Extrait à lire:
Pierre Pestieau
Veille de l’élection américaine. Je passe les dernières
semaines de la campagne à Washington, et ne peux qu’être frappé par la
coexistence de deux Amériques. Cette dualité n’est que lointainement liée à la différence
entre les deux candidats bien que je suis convaincu qu’Obama incarne davantage
la bonne Amérique que son adversaire républicain. Quelques impressions glanées
au fil de ces derniers jours. Un documentaire en 3D, intitulé Rescue. On y voit l’armée et des ONG
américaines collaborant avec des volontaires venus de partout pour aider la
population de Haïti touchée par un terrible tremblement de terre. Une série
d’émissions de la télévision publique, PBS, qui au travers notamment de Sesame Street, donnent l’image d’une
Amérique de la convivialité multiraciale.
A côté de cela, des débats présidentiels insipides
mais révélateurs, où chaque adversaire évite le faux pas avec pour conséquence une
langue de bois à faire pâlir d’envie la Forêt Noire. Pas un mot sur le sort des
Palestiniens mais 54 mentions d’Israël,
considéré comme aussi précieux qu’un des 50 états américains. Une
naïveté insupportable sur l’installation de la démocratie en Syrie ou en
Afghanistan. La promesse de ne pas augmenter les déficits tout en réduisant les
taux de taxation, grâce à des suppression de niches fiscales que l’on se refuse
d’identifier parce que derrière chacune, il y aurait le risque de perdre des milliers
de vote. Une obsession pour la classe moyenne et un silence absolu sur les
pauvres. Cette classe moyenne que personne ne définit. Dans sa version la plus
large, elle s’étendrait des ménages ayant un revenu au-dessus du seuil de
pauvreté jusqu'à ceux qui toucheraient un revenu annuel d’un million de dollars.
Cela comprend donc plus de 80% de la population, celle qui vote, celle qui « souffre ».
Dans les débats entre candidats mais aussi dans les
articles de presse, les pauvres sont les laissés pour compte. Les démocrates
hésitent à les défendre parce que le thème est impopulaire. Peu de réactions aux menaces du
candidat républicain de renoncer au programme de santé laborieusement mis sur
pied par Obama, aux engagements de réduire les deux programmes de santé
existants, Medicare et Medicaid, à la quasi certitude d’une abolition des
droits de succession et de certaines taxes sur les plus-values.

Travail à faire:
a) Selon le texte sur l'élection américaine, combien de mentions d'Israël les débats présidentiels ont-ils comptées ?
b) Prolongez le texte sur l'élection américaine en reprenant juste après sa dernière phrase.

Données fournies:

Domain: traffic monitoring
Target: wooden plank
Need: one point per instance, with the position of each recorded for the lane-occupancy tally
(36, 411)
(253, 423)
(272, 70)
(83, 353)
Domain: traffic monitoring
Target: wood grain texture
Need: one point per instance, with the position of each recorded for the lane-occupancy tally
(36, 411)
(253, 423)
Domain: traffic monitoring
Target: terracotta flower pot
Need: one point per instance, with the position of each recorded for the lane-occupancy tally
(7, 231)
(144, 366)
==
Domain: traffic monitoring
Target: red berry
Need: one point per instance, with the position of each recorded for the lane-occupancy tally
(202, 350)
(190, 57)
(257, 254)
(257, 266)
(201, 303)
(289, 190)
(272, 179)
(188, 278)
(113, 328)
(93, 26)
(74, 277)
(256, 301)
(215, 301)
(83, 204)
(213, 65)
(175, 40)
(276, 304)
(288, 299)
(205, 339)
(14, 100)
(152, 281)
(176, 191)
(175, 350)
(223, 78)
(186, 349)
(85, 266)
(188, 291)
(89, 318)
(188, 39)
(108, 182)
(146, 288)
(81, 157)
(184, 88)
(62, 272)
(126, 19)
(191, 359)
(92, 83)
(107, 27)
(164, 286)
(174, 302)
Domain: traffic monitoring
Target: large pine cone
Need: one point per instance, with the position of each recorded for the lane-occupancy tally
--
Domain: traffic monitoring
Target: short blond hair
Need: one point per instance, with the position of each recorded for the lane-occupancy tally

Résultats par tâche:
a) 54 mentions.

b)
Ce plan génial devrait créer en quelques années 12
millions de jobs. Un de ses
concepteurs n’est autre que le trop célèbre Glenn Hubbard, professeur d’économie
et de phynance, Doyen de la Columbia Business School, et conseiller de Romney.
Peu d’économistes (1) le croient mais la moitié, des électeurs semblent penser
que cela pourrait marcher. La célébrité de Hubbard remonte au film Inside Job dont il a été question dans
un blog précédent (20 mars 2011). Acculé par des questions gênantes sur ses
nombreux conflits d’intérêt, il congédie proprement son interviewer par le
fameux. « Vous avez encore 3 minutes et une question. Donnez le meilleur
de vous-même (Give your best shot) » (1).
Espérerons que dans quelques jours, l’Amérique
donne le meilleur d’elle-même pour que la bonne Amérique l’emporte et que notre
collègue retourne à ses chères études et ses juteux conseils. Car contrairement
à ce qui s’écrit parfois Obama et Romney, ce n’est pas « bonnet blanc et
blanc bonnet » (2).
(2) Je ne peux
m’empêcher de recommander la lecture de deux éditoriaux récents de Thomas
Friedman, Why I Am Pro-Life , New York
Times 28-10-12 et Paul Krugman, Medicaid on the Ballot, New York Times 29-10-12.